TASK:
Render every line of the records below as a JSON list of strings, one string per line, omitting blank lines and leaving the pictures out.

MATERIAL:

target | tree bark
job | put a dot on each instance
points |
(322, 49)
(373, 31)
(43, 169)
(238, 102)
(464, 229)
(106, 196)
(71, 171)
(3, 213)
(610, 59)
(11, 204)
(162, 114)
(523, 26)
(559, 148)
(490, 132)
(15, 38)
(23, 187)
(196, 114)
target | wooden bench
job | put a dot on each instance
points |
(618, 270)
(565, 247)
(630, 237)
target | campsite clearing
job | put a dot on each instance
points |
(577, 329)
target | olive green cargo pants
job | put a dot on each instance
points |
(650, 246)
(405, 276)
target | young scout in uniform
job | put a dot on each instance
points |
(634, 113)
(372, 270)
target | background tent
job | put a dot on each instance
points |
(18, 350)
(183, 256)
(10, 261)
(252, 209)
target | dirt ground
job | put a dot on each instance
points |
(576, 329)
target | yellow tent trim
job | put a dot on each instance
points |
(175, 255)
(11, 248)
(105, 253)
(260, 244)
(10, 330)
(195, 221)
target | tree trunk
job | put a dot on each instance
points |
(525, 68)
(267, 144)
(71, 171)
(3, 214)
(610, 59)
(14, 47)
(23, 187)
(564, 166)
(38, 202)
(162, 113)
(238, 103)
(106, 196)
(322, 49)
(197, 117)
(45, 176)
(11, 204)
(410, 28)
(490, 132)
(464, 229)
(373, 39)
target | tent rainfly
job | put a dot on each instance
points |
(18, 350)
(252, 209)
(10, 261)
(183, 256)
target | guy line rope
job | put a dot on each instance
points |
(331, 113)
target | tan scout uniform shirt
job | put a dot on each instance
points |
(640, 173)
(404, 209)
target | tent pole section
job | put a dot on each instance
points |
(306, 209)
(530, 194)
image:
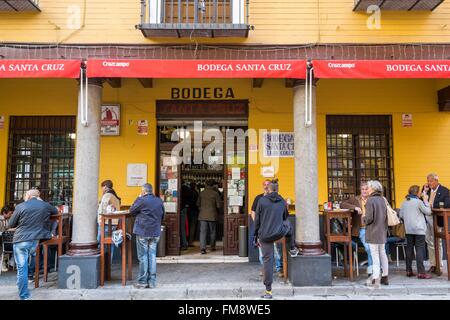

ANSWER BELOW:
[
  "target | tree bark",
  "job | put a dot on each instance",
  "points |",
  "(322, 49)",
  "(373, 31)",
  "(43, 169)",
  "(238, 102)",
  "(464, 229)",
  "(106, 196)",
  "(71, 171)",
  "(3, 213)",
  "(610, 59)",
  "(11, 204)",
  "(162, 114)",
  "(523, 26)",
  "(559, 148)",
  "(490, 132)",
  "(15, 38)",
  "(23, 187)",
  "(196, 114)",
  "target | wooden bench",
  "job | put a dot on each instance",
  "points |",
  "(618, 270)",
  "(565, 247)",
  "(630, 237)",
  "target | campsite clearing",
  "job | put a dot on each instance",
  "points |",
  "(577, 329)",
  "target | olive green cargo pants",
  "job | put a dot on each instance",
  "points |",
  "(650, 246)",
  "(405, 276)",
  "target | young scout in uniform",
  "job | put a dot on each instance",
  "points |",
  "(634, 113)",
  "(372, 270)",
  "target | background tent",
  "job | put a dot on each instance",
  "points |",
  "(18, 350)",
  "(183, 256)",
  "(10, 261)",
  "(252, 209)",
  "target | dirt ground",
  "job | put a dot on each instance",
  "points |",
  "(576, 329)",
  "target | yellow tent trim",
  "job | put a dot on each instance",
  "points |",
  "(175, 255)",
  "(11, 248)",
  "(105, 253)",
  "(260, 244)",
  "(10, 330)",
  "(195, 221)",
  "target | tree trunk",
  "job | put a dot on each instance",
  "points |",
  "(525, 68)",
  "(267, 144)",
  "(71, 171)",
  "(3, 214)",
  "(610, 59)",
  "(14, 47)",
  "(23, 187)",
  "(564, 166)",
  "(38, 202)",
  "(162, 113)",
  "(238, 103)",
  "(106, 196)",
  "(322, 49)",
  "(197, 117)",
  "(45, 176)",
  "(11, 204)",
  "(410, 28)",
  "(490, 132)",
  "(464, 229)",
  "(373, 39)",
  "target | tent rainfly",
  "job | put a dot on each instance",
  "points |",
  "(18, 350)",
  "(252, 209)",
  "(10, 261)",
  "(183, 256)",
  "target | guy line rope",
  "job | put a dot on each instance",
  "points |",
  "(331, 113)",
  "target | tan scout uniform shirt",
  "job | put a dot on each instance",
  "points |",
  "(640, 173)",
  "(404, 209)",
  "target | tent pole section",
  "job | put a dot on each instance",
  "points |",
  "(306, 209)",
  "(530, 194)",
  "image:"
]